** ERFORDERLICHE SCHRITTE **
A) Stimmen die folgenden Aussagen mit dem Text über Rezeptfälschungen überein? Beantworten Sie jede mit Ja oder Nein und zitieren Sie wörtlich die entscheidenden Worte des Textes: (i) Der Versichertenstatus 3 gilt für Rentner. (ii) Rezeptfälscher erscheinen bevorzugt an einem Montagvormittag. (iii) Die Polizei ist nur dann zu informieren, wenn die Fälschung sofort in der Apotheke erkannt wird.
B) Greifen Sie den Text über Rezeptfälschungen nach seinem letzten Satz auf und setzen Sie ihn fort.

** VORLIEGENDER TEXT **
So erkennen Sie die Fälschung
Rezeptfälschungen können kopiert oder gedruckt sein. Wobei die Kopien immer professioneller werden und kaum noch zu erkennen sind. In einigen Fällen sind sie an Unstimmigkeiten in Bezug auf die Versichertendaten zu erkennen. Adressangaben können ganz fehlen oder das Geburtsjahr des Patienten nicht zweistellig aufgedruckt sein.
Auffällig ist eine Verordnung auch, wenn der Versichertenstatus nicht mit dem Alter des Patienten zusammen passt. So gilt der Status 1 für Versicherungspflichtige und -berechtigte, 2 für Familienversicherte und 3 für Rentner. Auch der Arztstempel wird von Fälschern manipuliert oder kann unvollständig sein. So kann es sein, dass die Telefonnummer nicht zur Praxis passt. Fehlt die Magnetcodierung am rechten unteren Rand des Muster-16-Formulars, kann es sich ebenfalls um eine Fälschung handeln.
Fälscher kommen zu bestimmten Tageszeiten
Rezeptfälscher versuchen ihr Glück bevorzugt an einem Mittwoch, im Notdienst, kurz vor Ladenschluss oder am Wochenende. Also immer dann, wenn Apothekenmitarbeiter keine Möglichkeit haben, mit dem Arzt Rücksprache zu halten und die Verordnung zu verifizieren. Manchmal sind die Fälscher am Habitus zu erkennen. Sie können beispielsweise unsicher auftreten oder hektisch wirken. Auch ist es schon vorgekommen, dass sie die Apotheke verlassen, wenn die Mitarbeiter nach hinten gehen um das Rezept genauer unter die Lupe zu nehmen.
So müssen Sie sich verhalten
Wurde die Fälschung erkannt, muss die Polizei informiert werden. Dies gilt auch, wenn die Urkundenfälschung erst im Nachhinein entdeckt wurde. Liegt der Apotheke das Rezept noch vor, sollte es sicher in Quarantäne gestellt werden, beispielsweise in einem Briefumschlag verpackt. Empfohlen wird auch die Namen der Kollegen zu notieren, die die Fälschung in den Händen hielten, dies kann wichtig sein, wenn auf Fingerabdrücke geprüft wird.

** DATENÜBERSICHT **
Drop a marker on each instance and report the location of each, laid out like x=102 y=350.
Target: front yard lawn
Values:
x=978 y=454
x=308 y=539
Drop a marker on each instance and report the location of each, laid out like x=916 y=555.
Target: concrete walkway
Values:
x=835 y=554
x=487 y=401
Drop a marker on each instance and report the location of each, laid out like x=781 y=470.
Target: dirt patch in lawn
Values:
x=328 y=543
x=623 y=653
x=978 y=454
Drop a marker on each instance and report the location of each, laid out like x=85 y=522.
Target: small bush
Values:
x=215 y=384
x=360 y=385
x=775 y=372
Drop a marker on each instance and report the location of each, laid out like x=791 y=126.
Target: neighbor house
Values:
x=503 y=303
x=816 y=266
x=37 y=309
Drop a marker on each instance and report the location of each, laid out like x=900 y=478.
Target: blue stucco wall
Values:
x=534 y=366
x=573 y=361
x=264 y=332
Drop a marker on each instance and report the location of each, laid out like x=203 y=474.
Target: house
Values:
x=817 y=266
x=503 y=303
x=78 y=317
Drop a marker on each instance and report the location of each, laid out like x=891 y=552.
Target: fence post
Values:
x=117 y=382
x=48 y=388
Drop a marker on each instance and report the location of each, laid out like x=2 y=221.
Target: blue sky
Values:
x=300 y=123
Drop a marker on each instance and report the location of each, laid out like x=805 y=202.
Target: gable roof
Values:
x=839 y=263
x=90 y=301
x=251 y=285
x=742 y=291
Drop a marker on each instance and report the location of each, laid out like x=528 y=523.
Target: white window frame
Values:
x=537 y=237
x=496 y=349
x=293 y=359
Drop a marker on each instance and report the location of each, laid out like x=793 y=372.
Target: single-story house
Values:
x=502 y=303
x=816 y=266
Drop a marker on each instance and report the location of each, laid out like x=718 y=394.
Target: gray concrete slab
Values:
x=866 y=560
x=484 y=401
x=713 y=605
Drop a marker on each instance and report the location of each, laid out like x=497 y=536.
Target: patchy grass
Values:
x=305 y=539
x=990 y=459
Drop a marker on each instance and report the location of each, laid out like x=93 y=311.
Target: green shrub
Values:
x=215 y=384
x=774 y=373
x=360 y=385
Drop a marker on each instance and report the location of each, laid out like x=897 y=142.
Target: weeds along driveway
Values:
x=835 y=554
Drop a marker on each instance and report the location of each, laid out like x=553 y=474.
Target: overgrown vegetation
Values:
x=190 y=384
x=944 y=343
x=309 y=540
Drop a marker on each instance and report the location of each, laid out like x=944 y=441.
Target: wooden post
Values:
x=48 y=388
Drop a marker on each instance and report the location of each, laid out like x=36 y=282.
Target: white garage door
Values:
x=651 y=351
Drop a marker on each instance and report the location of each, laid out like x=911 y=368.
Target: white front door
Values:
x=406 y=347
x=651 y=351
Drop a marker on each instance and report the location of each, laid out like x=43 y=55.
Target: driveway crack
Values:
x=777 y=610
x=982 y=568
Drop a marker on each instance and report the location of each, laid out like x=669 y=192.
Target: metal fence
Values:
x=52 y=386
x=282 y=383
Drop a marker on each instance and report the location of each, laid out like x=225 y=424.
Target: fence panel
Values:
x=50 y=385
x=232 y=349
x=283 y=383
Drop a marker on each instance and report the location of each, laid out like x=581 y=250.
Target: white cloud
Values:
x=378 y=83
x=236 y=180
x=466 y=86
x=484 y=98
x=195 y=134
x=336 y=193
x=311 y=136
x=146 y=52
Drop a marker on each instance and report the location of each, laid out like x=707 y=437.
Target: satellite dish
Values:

** IHRE ANTWORTEN **
A)
(i) Ja: „3 für Rentner“.
(ii) Nein: „bevorzugt an einem Mittwoch, im Notdienst, kurz vor Ladenschluss oder am Wochenende“.
(iii) Nein: „Dies gilt auch, wenn die Urkundenfälschung erst im Nachhinein entdeckt wurde.“

B)
Im Zuge der kriminaltechnischen Ermittlungen wird bei Rezeptbelieferung auch die Krankenkasse über den Fall informiert. Wird der Apotheker nicht tätig und schaltet trotz eindeutiger Hinweise nicht die Polizei ein, kann dies rechtliche Konsequenzen nach sich ziehen. Der Apotheker verstößt gegen § 17 Apothekenbetriebsordnung (ApoBetrO): „Das pharmazeutische Personal hat einem erkennbaren Arzneimittelmissbrauch in geeigneter Weise entgegenzutreten. Bei begründetem Verdacht auf Missbrauch ist die Abgabe zu verweigern.“ Auch § 21 ApoBetrO zur Abwehr von Arzneimittelrisiken ist berührt.
Kein Anspruch auf Erstattung
Rezepte müssen genauso wie Banknoten im Rahmen der Sorgfaltspflicht geprüft werden. Erkennt der Apotheker die Fälschung nicht oder hätte diese erkennen müssen, darf das Rezept nicht beliefert werden. Laut Arzneiliefervertrag Hessen § 3 Absatz 9 verlieren Apotheker den Anspruch auf Vergütung. „Die Krankenkassen sind nicht verpflichtet, Lieferungen aufgrund gefälschter Verordnungen zu bezahlen, wenn die Fälschung bei Wahrnehmung der erforderlichen Sorgfalt erkennbar war. Liegen Anhaltspunkte vor, die den Verdacht einer Fälschung begründen oder ergeben sich sonstige Bedenken, ist die Apotheke verpflichtet, das Mittel vorerst nicht abzugeben und den Arzt zu informieren.“
Aus diesem Grund halten sich die Verbände mitunter in der Kommunikation über aktuelle Rezeptfälschungen zurück.
Das droht den Tätern
Eine Rezeptfälschung kein Kavaliersdelikt, sondern Urkundenfälschung. Den Tätern droht laut Strafgesetzbuch (StGB) eine Freiheitsstrafe von bis zu fünf Jahren oder eine Geldstrafe, in besonders schweren Fällen kann eine Haftstrafe bis zu zehn Jahren verhängt werden.